-- Page extract --

▼

When asked if pregnant women in the team were entitled to leaves, Bishnoi said that they get two years and six months of maternity leave.

Bishnoi claimed that the department complaint filed against him by the woman led to his suspension and the loss of “one or two promotions”.

“Although the department enquiry found that I was absolutely spotless, I eventually had to leave this job and took on a new role at SAI. I was the only Dronacharya awardee at that department and they did this to me,” he said.

Bishnoi said that his experience was that in the last two decades, 18 out of the 20 cases of harassment filed by women have been proven false. When asked as to where women who feel like they are victims of gender crimes should go, Bishnoi said that there is a firm system in place within India’s wrestling infrastructure.

▲

-- Supplied material --

▼

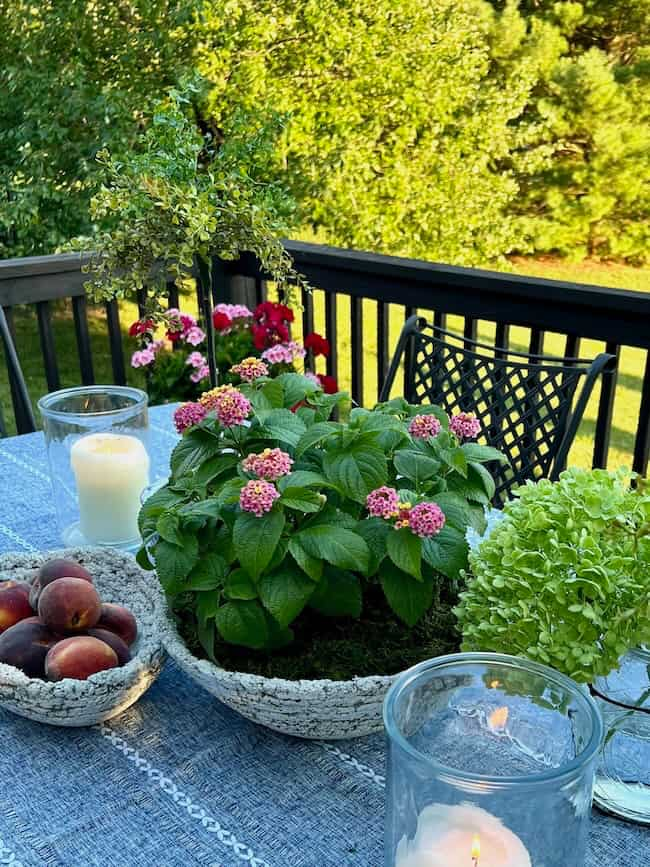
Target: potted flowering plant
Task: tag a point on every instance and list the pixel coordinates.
(305, 561)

▲

-- Exercises to complete --
1. According to the Bishnoi excerpt, at which organization did Bishnoi take on a new role after leaving his job?
2. Resume the Bishnoi excerpt, writing on from its final sentence.
The data that accompanies the Bishnoi excerpt is separate material.

-- In response --
1. At SAI.

2.
He then said, “Men are scared of women in wrestling. Women need rights, it’s true, but men also need some. You don’t know, but men have been committing suicide. I myself know of such cases. My department suspended me but they should have suspended the woman instead.”

Bishnoi also said that he did not see caste among his team’s players and claimed that SC/ST Act charges were added to harass him further.

The woman’s lawyer said Bishnoi’s talk of rivalry was an attempt to divert from the main aspect of the case – but was not a surprise. “They function in this way. Either you succumb to their demands or you are out of the sport,” he said.

The case will next be heard on July 24.